Only the lines from the one containing "Target: red needle" through the one containing "Where can the trip" should be printed, exactly as they appear below, with both ends included.

### Data shown
"""
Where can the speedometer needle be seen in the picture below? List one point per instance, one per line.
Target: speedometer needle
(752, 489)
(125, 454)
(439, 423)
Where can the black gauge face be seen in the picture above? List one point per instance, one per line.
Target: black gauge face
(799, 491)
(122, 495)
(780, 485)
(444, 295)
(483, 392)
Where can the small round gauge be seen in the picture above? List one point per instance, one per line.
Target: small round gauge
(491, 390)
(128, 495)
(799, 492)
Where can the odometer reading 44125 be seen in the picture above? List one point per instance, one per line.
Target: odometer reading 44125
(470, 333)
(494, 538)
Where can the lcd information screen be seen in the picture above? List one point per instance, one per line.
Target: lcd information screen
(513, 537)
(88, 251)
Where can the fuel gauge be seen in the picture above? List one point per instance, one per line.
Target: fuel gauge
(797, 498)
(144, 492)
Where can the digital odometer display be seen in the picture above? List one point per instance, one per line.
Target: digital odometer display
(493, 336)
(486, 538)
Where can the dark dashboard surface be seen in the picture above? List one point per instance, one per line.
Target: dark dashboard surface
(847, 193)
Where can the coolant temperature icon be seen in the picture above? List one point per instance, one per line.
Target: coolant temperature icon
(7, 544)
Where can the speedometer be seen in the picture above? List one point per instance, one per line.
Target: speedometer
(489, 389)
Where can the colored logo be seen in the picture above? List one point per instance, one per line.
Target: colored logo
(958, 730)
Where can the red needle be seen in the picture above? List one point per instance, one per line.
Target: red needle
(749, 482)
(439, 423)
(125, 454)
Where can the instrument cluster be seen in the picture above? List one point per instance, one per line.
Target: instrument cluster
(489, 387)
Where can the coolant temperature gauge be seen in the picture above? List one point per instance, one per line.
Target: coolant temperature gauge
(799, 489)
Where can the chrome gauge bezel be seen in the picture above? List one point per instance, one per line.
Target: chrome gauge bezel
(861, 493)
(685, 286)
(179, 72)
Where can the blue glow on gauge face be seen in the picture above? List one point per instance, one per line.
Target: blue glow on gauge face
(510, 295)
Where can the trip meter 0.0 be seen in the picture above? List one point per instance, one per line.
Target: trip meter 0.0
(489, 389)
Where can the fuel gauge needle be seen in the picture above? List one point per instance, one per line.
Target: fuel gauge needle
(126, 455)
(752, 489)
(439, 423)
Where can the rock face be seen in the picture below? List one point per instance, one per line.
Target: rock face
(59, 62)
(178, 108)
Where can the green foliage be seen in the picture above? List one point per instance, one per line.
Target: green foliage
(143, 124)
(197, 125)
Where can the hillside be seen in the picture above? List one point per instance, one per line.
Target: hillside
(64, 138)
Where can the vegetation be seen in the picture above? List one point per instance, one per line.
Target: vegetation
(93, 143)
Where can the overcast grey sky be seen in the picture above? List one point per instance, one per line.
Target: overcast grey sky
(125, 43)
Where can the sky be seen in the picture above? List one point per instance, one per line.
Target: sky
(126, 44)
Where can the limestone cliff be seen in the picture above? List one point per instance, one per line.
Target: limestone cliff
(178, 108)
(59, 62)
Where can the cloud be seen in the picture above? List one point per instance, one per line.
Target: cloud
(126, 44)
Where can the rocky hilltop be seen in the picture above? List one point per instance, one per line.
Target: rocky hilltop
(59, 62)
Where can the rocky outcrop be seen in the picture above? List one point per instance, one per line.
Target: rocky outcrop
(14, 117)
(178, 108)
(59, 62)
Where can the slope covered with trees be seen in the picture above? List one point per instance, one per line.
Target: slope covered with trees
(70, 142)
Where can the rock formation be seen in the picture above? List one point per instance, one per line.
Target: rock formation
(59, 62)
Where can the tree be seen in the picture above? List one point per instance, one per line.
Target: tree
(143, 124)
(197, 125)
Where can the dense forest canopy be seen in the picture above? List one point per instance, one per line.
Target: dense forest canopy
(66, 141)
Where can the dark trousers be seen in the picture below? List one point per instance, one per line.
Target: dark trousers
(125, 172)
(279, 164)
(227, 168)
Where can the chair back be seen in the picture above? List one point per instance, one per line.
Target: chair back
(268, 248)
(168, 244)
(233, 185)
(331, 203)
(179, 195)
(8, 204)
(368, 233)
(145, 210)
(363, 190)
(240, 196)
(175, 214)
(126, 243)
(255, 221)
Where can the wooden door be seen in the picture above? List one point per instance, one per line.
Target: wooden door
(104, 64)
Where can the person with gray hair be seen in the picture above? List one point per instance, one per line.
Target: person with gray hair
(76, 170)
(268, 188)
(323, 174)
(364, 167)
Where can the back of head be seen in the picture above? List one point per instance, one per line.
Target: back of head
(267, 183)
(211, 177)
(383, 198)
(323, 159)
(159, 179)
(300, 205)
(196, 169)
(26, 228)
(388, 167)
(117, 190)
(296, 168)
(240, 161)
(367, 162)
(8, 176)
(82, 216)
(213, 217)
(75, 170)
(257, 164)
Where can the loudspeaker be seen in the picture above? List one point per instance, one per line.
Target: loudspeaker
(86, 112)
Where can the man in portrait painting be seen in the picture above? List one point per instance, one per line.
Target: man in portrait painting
"""
### Response box
Target: red needle
(749, 482)
(439, 423)
(125, 454)
Where can the instrument cluster be seen in the picture above? List one point per instance, one per line.
Target: instrument cluster
(489, 387)
Where can the coolant temperature gauge be seen in the picture above? List one point per instance, one per line.
Target: coolant temperature gauge
(799, 489)
Where can the chrome gauge bezel be seen in the picture above? List one point per instance, one per line.
Target: chrome gauge bezel
(861, 493)
(685, 286)
(179, 72)
Where can the blue glow on gauge face be seen in the picture above? List one point per instance, one per line.
Target: blue glow on gauge face
(510, 295)
Where can the trip meter 0.0 be seen in the picture above? List one point per instance, one per line.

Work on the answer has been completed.